Exercise objective:
In duplicating the lines below, keep every word unchanged and drop the pictures.

Entries provided:
===============

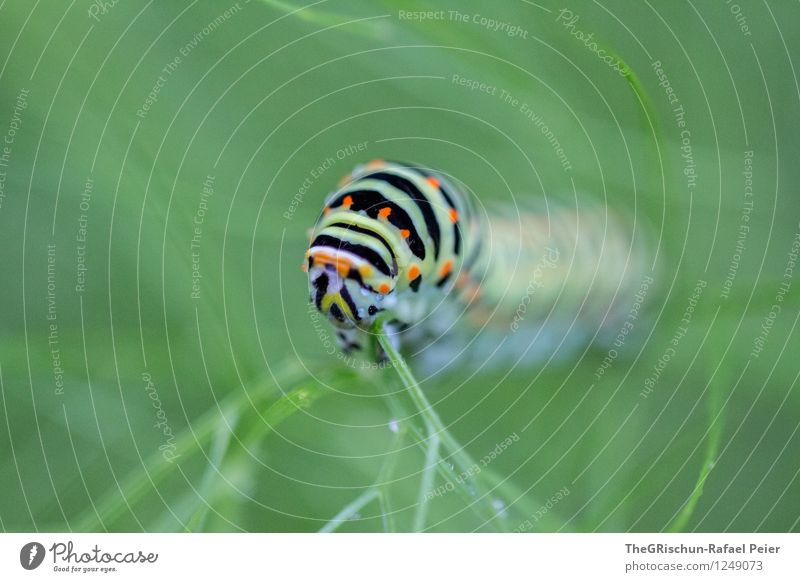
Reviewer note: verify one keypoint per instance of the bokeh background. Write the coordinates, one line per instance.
(162, 161)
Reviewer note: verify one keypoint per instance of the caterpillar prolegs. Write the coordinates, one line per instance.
(407, 242)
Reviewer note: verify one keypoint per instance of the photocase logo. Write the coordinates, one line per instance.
(31, 555)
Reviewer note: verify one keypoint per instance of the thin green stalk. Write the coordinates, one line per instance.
(434, 425)
(350, 510)
(712, 449)
(426, 482)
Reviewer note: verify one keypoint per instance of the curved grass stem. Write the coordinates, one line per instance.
(440, 436)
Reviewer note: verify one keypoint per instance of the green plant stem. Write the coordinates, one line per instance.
(435, 427)
(426, 482)
(350, 510)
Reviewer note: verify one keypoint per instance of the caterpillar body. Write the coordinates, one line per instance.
(408, 241)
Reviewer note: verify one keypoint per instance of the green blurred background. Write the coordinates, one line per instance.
(133, 401)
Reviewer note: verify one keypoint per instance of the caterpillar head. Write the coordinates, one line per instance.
(345, 288)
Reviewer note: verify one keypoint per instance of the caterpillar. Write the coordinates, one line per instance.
(406, 240)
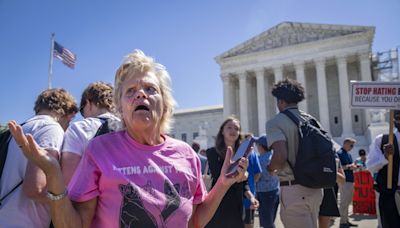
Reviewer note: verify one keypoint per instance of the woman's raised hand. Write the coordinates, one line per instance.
(32, 151)
(242, 168)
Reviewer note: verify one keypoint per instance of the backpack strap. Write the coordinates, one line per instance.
(295, 121)
(5, 138)
(5, 141)
(291, 116)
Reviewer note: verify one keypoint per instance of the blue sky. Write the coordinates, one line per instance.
(185, 36)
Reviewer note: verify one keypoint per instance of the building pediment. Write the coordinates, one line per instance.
(293, 33)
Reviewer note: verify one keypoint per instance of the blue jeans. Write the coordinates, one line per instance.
(269, 202)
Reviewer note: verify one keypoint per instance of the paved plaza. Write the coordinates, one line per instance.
(363, 221)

===============

Response:
Reviewer note: verify one keypoint per instance of the bokeh background. Write the coordinates, one line per instance.
(162, 161)
Reviewer note: verify one keypoint per instance of the caterpillar prolegs. Write the coordinates, one line per instance.
(407, 242)
Reviewer note: verify one keypoint per instance of the photocase logo. Write the coordinates, one line per instance.
(31, 555)
Reviewer note: verify one keypoint per instance of the thin green stalk. Write the coordinates, one line per instance.
(434, 425)
(350, 510)
(712, 449)
(426, 482)
Reviewer note: verify one keypoint per instance of the curved grass stem. Write the coordinates, one line per instance.
(440, 436)
Reviewer note: verify one keypoint per instance of the green plant stem. Write the coordinates, one line per instance.
(435, 427)
(426, 482)
(350, 510)
Reviewer note: verify one keypoint per instance of the caterpillar body. Write the coordinates, one line per instance.
(408, 241)
Reviewer note: verify one keypoint per instance of the green blurred background. Write the coordinates, one line per instance.
(133, 401)
Reviewer note: verify one keypoint per instance of the caterpillar head. Write the coordinates, one line per instance.
(345, 288)
Reviewer note: verify one keypoint per instance of the caterpillar. Write the coordinates, one line per instance.
(406, 240)
Reviewer note: verify one keypoint per instance of the woman's raised hand. Write the coordinates, one line per instance.
(32, 151)
(242, 168)
Reviewer note: verify one keypoint per instance of the backpack strap. Write the coordinates, one line per instance.
(295, 121)
(5, 138)
(5, 141)
(291, 116)
Reviewer note: verify one keypoint per instance of the blue sky. Write the coordinates, one line per instance.
(185, 36)
Reviewer note: verify one keypoint per instance of the building pediment. Write the coordinates, one line per instance.
(293, 33)
Reviewer note: verify one keypoint per instance of the blue jeans. Write the coordinates, one line per instance.
(269, 202)
Reviewer note: verify one keypoint per instance of the paved plaza. Write the coordinates, one line per instance.
(363, 221)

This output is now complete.